CHAPTER SUMMARY

Opening

From her cell in Limehouse prison, Grace Bernard begins a prison memoir that cuts with elegance and scorn. She calls the justice system a joke, claims she’s imprisoned for a murder she didn’t commit, and calmly confesses to having killed six members of her own family by twenty-eight.


What Happens

Grace writes amid the din of Limehouse, contempt saturating every detail—the frantic noise, the cheapness, the way tabloids inflate prison into luxury. Known inside as the “Morton murderer,” she bristles at the label and at her chatty cellmate, Kelly McIntosh, who tries to elevate her own status by posing as Grace’s confidante. Grace refuses the performance; Kelly’s hunger for second-hand notoriety is “immensely tiresome.”

Boredom and a faint glimmer of legal hope push Grace to act. She buys a flimsy notepad and biro from the canteen and starts to write, both to dodge Kelly and to seize control of her story. She draws a sharp line between petty “crimes” and her own “complex and careful plan,” insisting her deeds are not grubby lawbreaking but a high-functioning operation. She catalogs the noise around her case—tabloid myths, amateur diagnoses, a slapdash TV documentary that can’t even get her star sign right—and rejects it all.

Then she detonates the book’s central irony. The justice system, she says, proves its absurdity by caging her for a murder she didn’t commit. Yet she has executed six family murders without remorse and without detection. She admits a flicker of sadness that no one will ever appreciate the scale of her design, but secrecy is the point; she imagines this confession sealed away, discovered only after her death, when the truth about the cool, beautiful woman who killed her kin finally surfaces.


Character Development

Grace’s voice—cool, surgical, and venomously funny—defines the prologue. She positions herself above everyone around her, crafting a persona that’s both magnetic and chilling.

=== Your instructions ===
Continue the chapter summary from the point where it stops. The data that follows comes from a separate source.

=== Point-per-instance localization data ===
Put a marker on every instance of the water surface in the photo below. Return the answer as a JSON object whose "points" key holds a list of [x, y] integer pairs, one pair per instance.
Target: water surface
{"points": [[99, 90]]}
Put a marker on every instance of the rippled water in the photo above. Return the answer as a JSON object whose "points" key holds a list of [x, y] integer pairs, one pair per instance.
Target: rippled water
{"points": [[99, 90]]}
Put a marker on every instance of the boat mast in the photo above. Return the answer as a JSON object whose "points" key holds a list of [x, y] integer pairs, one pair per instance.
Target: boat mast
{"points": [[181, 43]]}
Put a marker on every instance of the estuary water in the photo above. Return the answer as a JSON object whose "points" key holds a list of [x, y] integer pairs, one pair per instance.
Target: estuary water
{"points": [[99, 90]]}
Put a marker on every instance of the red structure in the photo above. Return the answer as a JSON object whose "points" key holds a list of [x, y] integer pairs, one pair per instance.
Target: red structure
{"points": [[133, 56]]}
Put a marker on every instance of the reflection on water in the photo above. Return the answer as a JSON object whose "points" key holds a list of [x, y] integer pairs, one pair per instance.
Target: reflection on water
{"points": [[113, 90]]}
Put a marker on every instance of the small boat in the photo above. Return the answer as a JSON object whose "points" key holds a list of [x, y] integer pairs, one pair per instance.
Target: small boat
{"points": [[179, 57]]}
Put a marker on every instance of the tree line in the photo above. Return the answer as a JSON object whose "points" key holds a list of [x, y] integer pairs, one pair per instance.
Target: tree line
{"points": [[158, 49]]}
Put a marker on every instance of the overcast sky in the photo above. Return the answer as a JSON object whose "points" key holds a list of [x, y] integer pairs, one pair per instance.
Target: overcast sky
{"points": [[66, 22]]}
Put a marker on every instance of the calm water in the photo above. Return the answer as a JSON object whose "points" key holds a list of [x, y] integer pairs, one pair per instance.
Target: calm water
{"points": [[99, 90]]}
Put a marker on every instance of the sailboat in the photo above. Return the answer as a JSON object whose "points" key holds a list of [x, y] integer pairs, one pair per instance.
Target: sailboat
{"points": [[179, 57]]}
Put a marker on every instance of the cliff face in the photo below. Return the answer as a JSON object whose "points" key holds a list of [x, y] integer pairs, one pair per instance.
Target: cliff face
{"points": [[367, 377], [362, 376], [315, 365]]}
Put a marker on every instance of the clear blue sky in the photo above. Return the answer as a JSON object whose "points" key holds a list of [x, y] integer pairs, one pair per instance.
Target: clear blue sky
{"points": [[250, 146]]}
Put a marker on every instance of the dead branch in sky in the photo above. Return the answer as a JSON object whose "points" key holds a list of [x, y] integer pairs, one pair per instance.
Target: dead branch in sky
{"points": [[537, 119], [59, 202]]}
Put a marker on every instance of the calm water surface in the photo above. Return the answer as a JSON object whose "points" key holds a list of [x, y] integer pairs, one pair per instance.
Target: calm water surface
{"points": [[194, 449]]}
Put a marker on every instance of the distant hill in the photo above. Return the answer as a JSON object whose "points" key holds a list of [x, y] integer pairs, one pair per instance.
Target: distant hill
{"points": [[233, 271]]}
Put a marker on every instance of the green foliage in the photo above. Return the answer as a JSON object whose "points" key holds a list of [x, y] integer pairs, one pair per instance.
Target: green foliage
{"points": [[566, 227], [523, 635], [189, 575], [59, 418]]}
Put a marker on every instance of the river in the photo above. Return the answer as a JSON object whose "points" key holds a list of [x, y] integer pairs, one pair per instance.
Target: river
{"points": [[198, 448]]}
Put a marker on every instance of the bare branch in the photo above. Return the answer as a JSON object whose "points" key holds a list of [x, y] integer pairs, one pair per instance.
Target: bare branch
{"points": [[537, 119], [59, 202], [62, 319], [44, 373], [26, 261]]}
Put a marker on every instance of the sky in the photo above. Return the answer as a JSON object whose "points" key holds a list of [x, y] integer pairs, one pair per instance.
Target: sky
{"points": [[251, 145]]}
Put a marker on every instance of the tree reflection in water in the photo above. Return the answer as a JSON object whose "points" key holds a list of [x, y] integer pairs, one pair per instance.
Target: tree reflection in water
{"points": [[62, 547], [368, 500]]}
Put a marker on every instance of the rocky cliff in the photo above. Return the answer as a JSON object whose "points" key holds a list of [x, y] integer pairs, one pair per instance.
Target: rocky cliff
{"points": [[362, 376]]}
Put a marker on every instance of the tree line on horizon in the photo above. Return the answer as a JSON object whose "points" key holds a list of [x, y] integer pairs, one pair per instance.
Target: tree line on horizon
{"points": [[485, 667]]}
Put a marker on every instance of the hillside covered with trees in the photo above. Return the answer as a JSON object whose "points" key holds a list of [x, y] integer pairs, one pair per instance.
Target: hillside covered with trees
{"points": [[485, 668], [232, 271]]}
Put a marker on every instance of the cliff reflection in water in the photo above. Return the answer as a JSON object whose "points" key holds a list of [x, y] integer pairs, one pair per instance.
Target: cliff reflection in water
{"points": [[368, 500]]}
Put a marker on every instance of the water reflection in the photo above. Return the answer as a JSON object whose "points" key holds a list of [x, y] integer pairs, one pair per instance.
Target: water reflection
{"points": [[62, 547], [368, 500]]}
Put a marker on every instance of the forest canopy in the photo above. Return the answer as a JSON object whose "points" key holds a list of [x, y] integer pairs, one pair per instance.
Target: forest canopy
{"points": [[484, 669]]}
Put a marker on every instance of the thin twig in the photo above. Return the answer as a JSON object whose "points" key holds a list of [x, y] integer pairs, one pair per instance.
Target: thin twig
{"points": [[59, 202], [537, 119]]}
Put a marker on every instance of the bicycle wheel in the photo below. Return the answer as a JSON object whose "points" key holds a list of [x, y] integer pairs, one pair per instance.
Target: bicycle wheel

=== Answer area ===
  • Grace Bernard: Brilliant, snobbish, and utterly unrepentant, she treats murder like a precision project. She obsesses over aesthetics (the Roksanda trial dress) even as she endures Limehouse’s grime, revealing a class-conscious perfectionism and a ruthless devotion to Revenge and Vengeance.
  • Kelly McIntosh: A needy foil who chases clout by proximity to infamy. Her attempts to profit socially from Grace’s presence underscore the public’s shallow true-crime appetite—the very “masses” Grace despises.

Themes & Symbols

  • Class Warfare and Social Inequality: Grace’s hauteur powers the satire. She sneers at “shabby” prison life, office workers’ lukewarm lattes, and Kelly’s commonness, positioning herself as a refined outlier trapped in a vulgar world. Her fixation on taste and status exposes how class performance shapes her judgments and justifies her cruelty. First explored here, Class Warfare and Social Inequality becomes a moral compass turned upside down.

  • Family, Betrayal, and Belonging: The confession reframes everything as targeted retribution within the bloodline. These are not random killings but a methodical purge, entwining grievance, identity, and a warped pursuit of belonging. The prologue plants the novel in the terrain of Family, Betrayal, and Belonging, where kinship functions as motive, map, and battlefield.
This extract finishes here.